# [THE REQUEST]
Put every line of the items below into a numbered list, skipping any blank lines.

(Entries from a pointing dataset)

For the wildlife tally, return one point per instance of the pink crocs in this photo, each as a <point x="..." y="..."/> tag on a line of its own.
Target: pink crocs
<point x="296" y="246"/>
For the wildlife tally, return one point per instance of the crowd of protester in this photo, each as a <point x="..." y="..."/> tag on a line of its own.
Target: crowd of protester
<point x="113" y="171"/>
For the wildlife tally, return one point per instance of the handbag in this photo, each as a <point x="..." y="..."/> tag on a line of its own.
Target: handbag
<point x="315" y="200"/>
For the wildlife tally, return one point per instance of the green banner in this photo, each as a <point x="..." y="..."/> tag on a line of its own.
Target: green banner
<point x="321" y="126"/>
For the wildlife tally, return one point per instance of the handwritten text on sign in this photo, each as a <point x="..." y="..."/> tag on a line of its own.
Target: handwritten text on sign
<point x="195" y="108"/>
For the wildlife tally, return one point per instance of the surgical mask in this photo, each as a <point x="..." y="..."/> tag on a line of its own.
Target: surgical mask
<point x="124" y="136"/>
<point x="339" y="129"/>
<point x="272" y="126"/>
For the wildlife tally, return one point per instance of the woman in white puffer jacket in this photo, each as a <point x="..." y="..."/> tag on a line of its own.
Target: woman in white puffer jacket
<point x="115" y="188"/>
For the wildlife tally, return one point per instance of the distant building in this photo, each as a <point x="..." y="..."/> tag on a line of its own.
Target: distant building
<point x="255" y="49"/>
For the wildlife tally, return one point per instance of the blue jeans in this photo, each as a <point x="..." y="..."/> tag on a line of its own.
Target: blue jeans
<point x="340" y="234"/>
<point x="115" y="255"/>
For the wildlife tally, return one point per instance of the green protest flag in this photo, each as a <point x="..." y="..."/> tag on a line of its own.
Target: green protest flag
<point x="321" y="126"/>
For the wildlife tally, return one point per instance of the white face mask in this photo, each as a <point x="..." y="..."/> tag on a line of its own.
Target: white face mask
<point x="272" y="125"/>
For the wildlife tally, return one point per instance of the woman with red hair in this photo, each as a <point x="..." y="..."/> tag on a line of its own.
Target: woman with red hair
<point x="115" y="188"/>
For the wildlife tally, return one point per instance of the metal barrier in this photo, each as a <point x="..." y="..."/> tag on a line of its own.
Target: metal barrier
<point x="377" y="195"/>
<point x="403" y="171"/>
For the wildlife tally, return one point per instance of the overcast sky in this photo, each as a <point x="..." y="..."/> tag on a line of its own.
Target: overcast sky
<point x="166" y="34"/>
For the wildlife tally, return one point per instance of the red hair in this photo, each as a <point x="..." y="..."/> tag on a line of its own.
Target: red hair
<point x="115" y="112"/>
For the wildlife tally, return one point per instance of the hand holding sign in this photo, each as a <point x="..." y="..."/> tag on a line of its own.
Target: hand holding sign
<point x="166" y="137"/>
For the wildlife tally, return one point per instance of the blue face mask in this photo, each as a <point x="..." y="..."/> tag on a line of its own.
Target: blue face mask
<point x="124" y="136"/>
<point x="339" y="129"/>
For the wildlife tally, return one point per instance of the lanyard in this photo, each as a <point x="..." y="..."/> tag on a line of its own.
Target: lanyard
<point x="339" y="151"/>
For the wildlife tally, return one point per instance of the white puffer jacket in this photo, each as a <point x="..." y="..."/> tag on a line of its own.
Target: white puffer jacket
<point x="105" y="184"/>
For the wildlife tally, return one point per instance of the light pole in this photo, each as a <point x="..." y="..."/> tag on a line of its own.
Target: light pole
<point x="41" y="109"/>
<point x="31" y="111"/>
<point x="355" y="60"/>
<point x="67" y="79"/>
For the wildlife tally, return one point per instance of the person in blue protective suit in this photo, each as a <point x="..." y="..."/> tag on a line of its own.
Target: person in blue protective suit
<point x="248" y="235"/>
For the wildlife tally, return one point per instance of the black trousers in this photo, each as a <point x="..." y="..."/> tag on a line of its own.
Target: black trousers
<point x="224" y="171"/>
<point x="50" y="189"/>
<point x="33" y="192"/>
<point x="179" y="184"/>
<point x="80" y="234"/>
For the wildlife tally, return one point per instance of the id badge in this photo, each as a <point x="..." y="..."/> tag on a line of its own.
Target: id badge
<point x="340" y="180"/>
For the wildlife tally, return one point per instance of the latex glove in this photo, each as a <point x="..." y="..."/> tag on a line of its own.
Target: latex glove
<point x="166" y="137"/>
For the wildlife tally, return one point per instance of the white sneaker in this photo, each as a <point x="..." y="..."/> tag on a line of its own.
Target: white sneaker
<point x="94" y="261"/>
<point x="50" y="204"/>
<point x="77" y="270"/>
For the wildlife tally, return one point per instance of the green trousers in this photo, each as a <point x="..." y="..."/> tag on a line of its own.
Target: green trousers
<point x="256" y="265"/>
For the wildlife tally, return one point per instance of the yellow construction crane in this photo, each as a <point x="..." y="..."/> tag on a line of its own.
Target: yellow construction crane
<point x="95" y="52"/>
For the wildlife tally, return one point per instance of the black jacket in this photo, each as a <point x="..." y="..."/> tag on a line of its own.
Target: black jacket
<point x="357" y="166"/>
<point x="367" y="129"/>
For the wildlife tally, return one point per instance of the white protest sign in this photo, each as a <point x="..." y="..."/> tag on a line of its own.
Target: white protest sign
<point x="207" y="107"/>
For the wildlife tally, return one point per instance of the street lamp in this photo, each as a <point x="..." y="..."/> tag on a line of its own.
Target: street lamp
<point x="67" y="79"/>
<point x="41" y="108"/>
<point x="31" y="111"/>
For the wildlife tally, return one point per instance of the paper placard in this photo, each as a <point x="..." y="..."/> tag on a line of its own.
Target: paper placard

# [FULL ANSWER]
1. For the wildlife tally, return one point per instance of the pink crocs in this photo, each as a <point x="..." y="..."/> tag on a line of its own.
2. Target: pink crocs
3. <point x="296" y="246"/>
4. For the wildlife tally, return one point per instance of the crowd of protester in this photo, each as a <point x="..." y="..."/> tag on a line of its own.
5. Target: crowd of protester
6. <point x="113" y="171"/>
7. For the wildlife tally, return one point per instance of the handbag in this photo, each as a <point x="..." y="..."/> tag on a line of its own.
8. Target: handbag
9. <point x="315" y="200"/>
10. For the wildlife tally, return one point per instance of the green banner in this photo, each as a <point x="..." y="..."/> tag on a line of its own.
11. Target: green banner
12. <point x="321" y="126"/>
13. For the wildlife tally, return one point per instance of the handwritten text on sign in this photo, each as a <point x="..." y="..."/> tag on a line of its own.
14. Target: handwritten text on sign
15. <point x="195" y="108"/>
16. For the wildlife tally, return one point per instance of the surgical mask in this photo, each as a <point x="..." y="..."/> tag on a line of its own.
17. Target: surgical mask
18. <point x="124" y="136"/>
19. <point x="339" y="129"/>
20. <point x="272" y="126"/>
21. For the wildlife tally, return one point per instance of the woman in white puffer jacket in this photo, each as a <point x="..." y="..."/> tag on a line of its own.
22. Target: woman in white puffer jacket
23. <point x="115" y="188"/>
24. For the wildlife tally, return one point per instance of the distant building in this photo, each as a <point x="..." y="..."/> tag on a line of its own.
25. Target: distant building
26. <point x="255" y="49"/>
27. For the wildlife tally, return one point per instance of the blue jeans in this photo, each as a <point x="..." y="..."/> tag on a line of its own.
28. Target: blue jeans
29. <point x="340" y="234"/>
30. <point x="115" y="255"/>
31. For the wildlife tally, return one point per instance of the green protest flag in this photo, each as a <point x="..." y="..."/> tag on a line of its own.
32. Target: green protest flag
33. <point x="321" y="126"/>
34. For the wildlife tally, return one point per instance of the white face mask in this photo, each as a <point x="..." y="..."/> tag on a line of its own.
35. Target: white face mask
36. <point x="272" y="125"/>
37. For the wildlife tally, return one point per instance of the woman with red hair in this photo, each as a <point x="..." y="..."/> tag on a line of its own.
38. Target: woman with red hair
39. <point x="115" y="188"/>
40. For the wildlife tally, return one point per instance of the metal barrier in this photo, each as a <point x="..." y="..."/> tag on a line of its own.
41. Target: metal barrier
42. <point x="377" y="195"/>
43. <point x="403" y="171"/>
44. For the wildlife tally, return one point per instance of the overcast sky in this photo, each as a <point x="..." y="..."/> tag on a line of its own.
45. Target: overcast sky
46. <point x="166" y="34"/>
47. For the wildlife tally, return one point per instance of the red hair in this photo, each as a <point x="..." y="..."/> tag on a line of its own.
48. Target: red hair
49. <point x="115" y="112"/>
50. For the wildlife tally, return one point per instance of the hand holding sign in this photo, each as a <point x="..." y="..."/> tag on a line of its own.
51. Target: hand holding sign
52. <point x="166" y="137"/>
53. For the wildlife tally, return one point per instance of the blue face mask in this photo, each as a <point x="..." y="..."/> tag on a line of its own.
54. Target: blue face mask
55. <point x="124" y="136"/>
56. <point x="339" y="129"/>
57. For the wildlife tally, return one point per instance of the lanyard in this photo, each as a <point x="..." y="..."/> tag on a line of its own.
58. Target: lanyard
59. <point x="339" y="151"/>
60. For the wildlife tally, return one point per instance of the white puffer jacket in this photo, each as a <point x="..." y="..."/> tag on a line of its own.
61. Target: white puffer jacket
62. <point x="105" y="184"/>
63. For the wildlife tally, return one point per instance of the light pole in this photo, each as a <point x="..." y="..."/> tag on a line of its own.
64. Target: light pole
65. <point x="41" y="109"/>
66. <point x="31" y="111"/>
67. <point x="355" y="60"/>
68. <point x="67" y="79"/>
69. For the wildlife tally, return one point per instance of the person in blue protective suit in this photo, each as a <point x="..." y="..."/> tag on a line of its own.
70. Target: person in blue protective suit
71. <point x="248" y="235"/>
72. For the wildlife tally, return one point per instance of the black trousers in this photo, each as a <point x="..." y="..."/> tag on a line of its own.
73. Target: black trousers
74. <point x="224" y="171"/>
75. <point x="50" y="189"/>
76. <point x="33" y="192"/>
77. <point x="179" y="184"/>
78. <point x="80" y="234"/>
79. For the wildlife tally, return one point per instance of the id badge in this photo, each as a <point x="..." y="..."/> tag on a line of its own.
80. Target: id badge
81. <point x="340" y="180"/>
82. For the wildlife tally, return one point per instance of the latex glove in this photo, each as a <point x="..." y="..."/> tag on a line of its own.
83. Target: latex glove
84. <point x="166" y="137"/>
85. For the wildlife tally, return one point per instance of the white sneaker in this photo, each as a <point x="..." y="..."/> tag on a line of its own.
86. Target: white sneaker
87. <point x="94" y="261"/>
88. <point x="50" y="204"/>
89. <point x="77" y="270"/>
90. For the wildlife tally, return one point per instance of the green trousers in this photo, each as a <point x="..." y="..."/> tag on a line of its own.
91. Target: green trousers
92. <point x="256" y="265"/>
93. For the wildlife tally, return one point per instance of the yellow construction crane in this photo, each as a <point x="..." y="..."/> tag on a line of its own.
94. Target: yellow construction crane
95. <point x="95" y="52"/>
96. For the wildlife tally, return one point per instance of the black jacket in this photo, each as a <point x="..." y="..."/> tag on a line of its own.
97. Target: black jacket
98. <point x="357" y="166"/>
99. <point x="367" y="129"/>
100. For the wildlife tally, return one point per instance of the white protest sign in this photo, each as a <point x="..." y="..."/> tag on a line of its own.
101. Target: white protest sign
102. <point x="207" y="107"/>
103. For the wildlife tally, return one point per instance of the street lamp in this photo, each as a <point x="..." y="..."/> tag on a line of its own.
104. Target: street lamp
105. <point x="67" y="79"/>
106. <point x="41" y="108"/>
107. <point x="31" y="111"/>
108. For the wildlife tally, return one point per instance of the paper placard in this photo, each as a <point x="..." y="..."/> tag on a line of its own.
109. Target: paper placard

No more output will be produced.